===== SELECTION =====
Richard W.M. Jones
2021-May-12 10:37 UTC
[Libguestfs] [PATCH v2] fuse: Allow fallocate(FALLOC_FL_ZERO_RANGE)
libnbd's nbdfuse utility would like to translate fallocate zero
requests into NBD_CMD_WRITE_ZEROES. Currently the fuse module filters
these out, returning -EOPNOTSUPP. This commit treats these almost the
same way as FALLOC_FL_PUNCH_HOLE except not calling
truncate_pagecache_range.
A way to test this is with the following script:
--------------------
#!/bin/bash
# Requires fuse >= 3, nbdkit >= 1.8, and latest nbdfuse from
# https://gitlab.com/nbdkit/libnbd/-/tree/master/fuse
set -e
set -x
export output=$PWD/output
rm -f test.img $output
# Create an nbdkit instance that prints the NBD requests seen.
nbdkit sh - <<'EOF'
case "$1" in
get_size) echo 1M ;;
can_write|can_trim|can_zero|can_fast_zero) ;;
pread) echo "$@" >>$output; dd if=/dev/zero count=$3
iflag=count_bytes ;;
pwrite) echo "$@" >>$output; cat >/dev/null ;;
trim|zero) echo "$@" >>$output ;;
*) exit 2 ;;
esac
EOF
# Fuse-mount NBD instance as a file.
touch test.img
nbdfuse test.img nbd://localhost & sleep 2
ls -lh test.img
# Run a read, write, trim and zero request.
dd if=test.img of=/dev/null bs=512 skip=1024 count=1
dd if=/dev/zero of=test.img bs=512 skip=2048 count=1
fallocate -p -l 512 -o 4096 test.img
fallocate -z -l 512 -o 8192 test.img
# Print the output from the NBD server.
cat $output
# Clean up.
fusermount3 -u test.img
killall nbdkit
rm test.img $output
--------------------
which will print:
pread 4096 524288 # number depends on readahead
pwrite 512 0
trim 512 4096
zero 512 8192 may_trim
The last line indicates that the FALLOC_FL_ZERO_RANGE request was
successfully passed through by the kernel module to nbdfuse,
translated to NBD_CMD_WRITE_ZEROES and sent through to the server.
===== RECORDS SHOWN =====
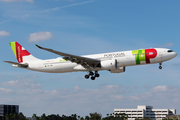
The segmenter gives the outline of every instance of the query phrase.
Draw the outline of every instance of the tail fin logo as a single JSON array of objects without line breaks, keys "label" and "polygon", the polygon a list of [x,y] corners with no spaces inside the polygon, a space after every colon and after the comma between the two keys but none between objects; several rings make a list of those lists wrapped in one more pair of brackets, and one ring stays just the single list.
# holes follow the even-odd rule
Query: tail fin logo
[{"label": "tail fin logo", "polygon": [[23,56],[31,55],[27,50],[25,50],[18,42],[10,42],[11,49],[14,52],[19,63],[23,62]]}]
=====
PARTS OF THE EXERCISE
1. List the capabilities that the script in the fuse patch names on its line beginning "can_write".
2. According to the fuse patch, what does the fuse module currently return when it filters out fallocate zero requests?
3. Continue the fuse patch from the point where it stops.

WRITTEN ANSWERS
1. can_write, can_trim, can_zero, can_fast_zero

2. -EOPNOTSUPP

3.
Signed-off-by: Richard W.M. Jones <rjones at redhat.com>
---
fs/fuse/file.c | 9 ++++++---
1 file changed, 6 insertions(+), 3 deletions(-)
diff --git a/fs/fuse/file.c b/fs/fuse/file.c
index 09ef2a4d25ed..22e8e88c78d4 100644
--- a/fs/fuse/file.c
+++ b/fs/fuse/file.c
@@ -2907,11 +2907,13 @@ static long fuse_file_fallocate(struct file *file, int
mode, loff_t offset,
};
int err;
bool lock_inode = !(mode & FALLOC_FL_KEEP_SIZE) ||
- (mode & FALLOC_FL_PUNCH_HOLE);
+ (mode & FALLOC_FL_PUNCH_HOLE) ||
+ (mode & FALLOC_FL_ZERO_RANGE);
bool block_faults = FUSE_IS_DAX(inode) && lock_inode;
- if (mode & ~(FALLOC_FL_KEEP_SIZE | FALLOC_FL_PUNCH_HOLE))
+ if (mode & ~(FALLOC_FL_KEEP_SIZE | FALLOC_FL_PUNCH_HOLE |
+ FALLOC_FL_ZERO_RANGE))
return -EOPNOTSUPP;
if (fm->fc->no_fallocate)
@@ -2926,7 +2928,8 @@ static long fuse_file_fallocate(struct file *file, int
mode, loff_t offset,
goto out;
}
- if (mode & FALLOC_FL_PUNCH_HOLE) {
+ if ((mode & FALLOC_FL_PUNCH_HOLE) ||
+ (mode & FALLOC_FL_ZERO_RANGE)) {
loff_t endbyte = offset + length - 1;
err = fuse_writeback_range(inode, offset, endbyte);
--
2.31.1
Shachar Sharon
2021-May-12 14:27 UTC
[Libguestfs] [PATCH v2] fuse: Allow fallocate(FALLOC_FL_ZERO_RANGE)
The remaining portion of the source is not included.